---------- PROVIDED DATA ----------
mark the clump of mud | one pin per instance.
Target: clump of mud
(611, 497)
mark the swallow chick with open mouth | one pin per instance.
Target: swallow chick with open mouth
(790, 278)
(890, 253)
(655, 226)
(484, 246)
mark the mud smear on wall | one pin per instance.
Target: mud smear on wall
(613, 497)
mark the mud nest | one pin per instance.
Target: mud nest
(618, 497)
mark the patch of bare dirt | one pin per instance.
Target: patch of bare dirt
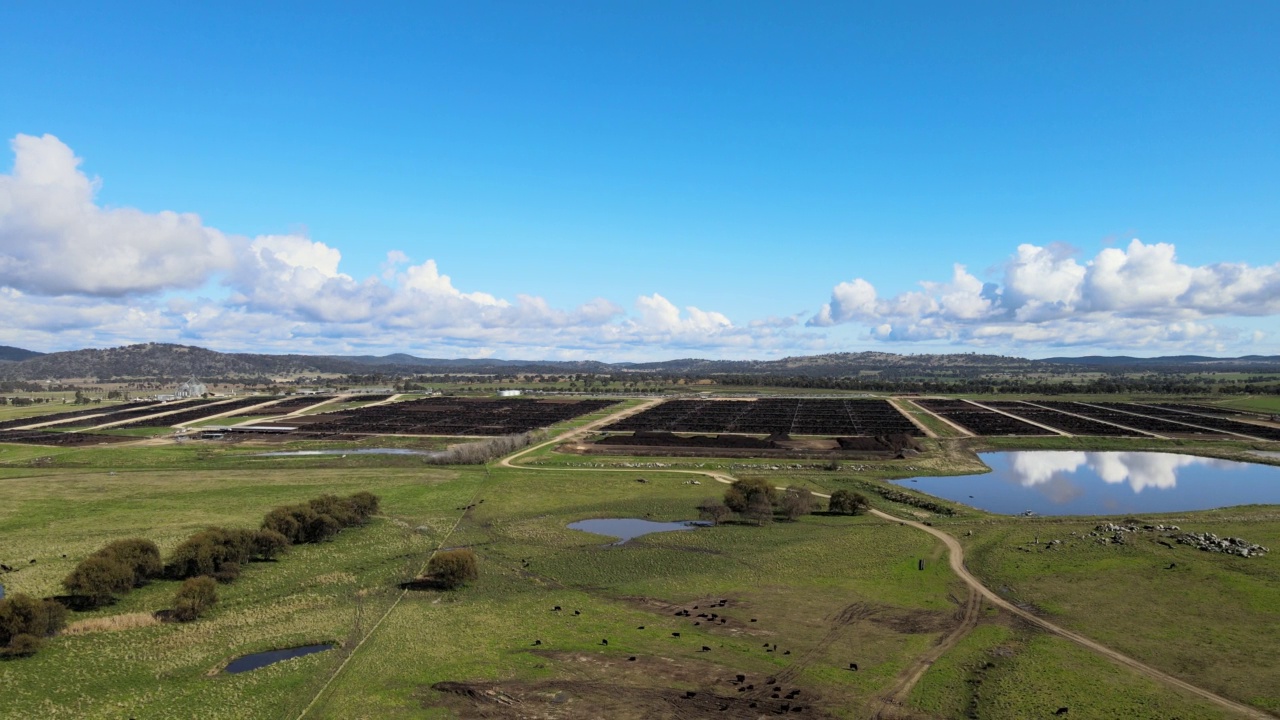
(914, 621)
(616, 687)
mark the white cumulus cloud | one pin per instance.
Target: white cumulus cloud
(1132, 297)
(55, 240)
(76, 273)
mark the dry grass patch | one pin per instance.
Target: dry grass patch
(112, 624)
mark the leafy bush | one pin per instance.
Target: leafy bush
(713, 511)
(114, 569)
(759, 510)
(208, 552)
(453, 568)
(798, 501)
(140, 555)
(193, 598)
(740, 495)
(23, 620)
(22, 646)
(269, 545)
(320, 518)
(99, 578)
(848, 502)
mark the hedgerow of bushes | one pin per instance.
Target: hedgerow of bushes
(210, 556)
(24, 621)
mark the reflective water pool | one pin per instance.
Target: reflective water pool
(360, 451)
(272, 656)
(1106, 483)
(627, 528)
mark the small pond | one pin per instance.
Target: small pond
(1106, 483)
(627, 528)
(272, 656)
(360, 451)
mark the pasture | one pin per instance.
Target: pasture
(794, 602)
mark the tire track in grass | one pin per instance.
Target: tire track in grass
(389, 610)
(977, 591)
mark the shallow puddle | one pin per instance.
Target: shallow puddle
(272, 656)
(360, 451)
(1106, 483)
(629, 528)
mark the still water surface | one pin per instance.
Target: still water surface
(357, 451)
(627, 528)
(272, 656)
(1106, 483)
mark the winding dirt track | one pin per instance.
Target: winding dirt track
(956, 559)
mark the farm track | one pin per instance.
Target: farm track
----------
Rewrite the data starting with the line containing "mark the winding" and going on through the end of the data, substituting "lane" for every "track" and keeping everything else the same.

mark the winding dirt lane | one pin per instance.
Target: winding dirt lane
(956, 559)
mark the farm lane | one pin per instance.
Target: farm lane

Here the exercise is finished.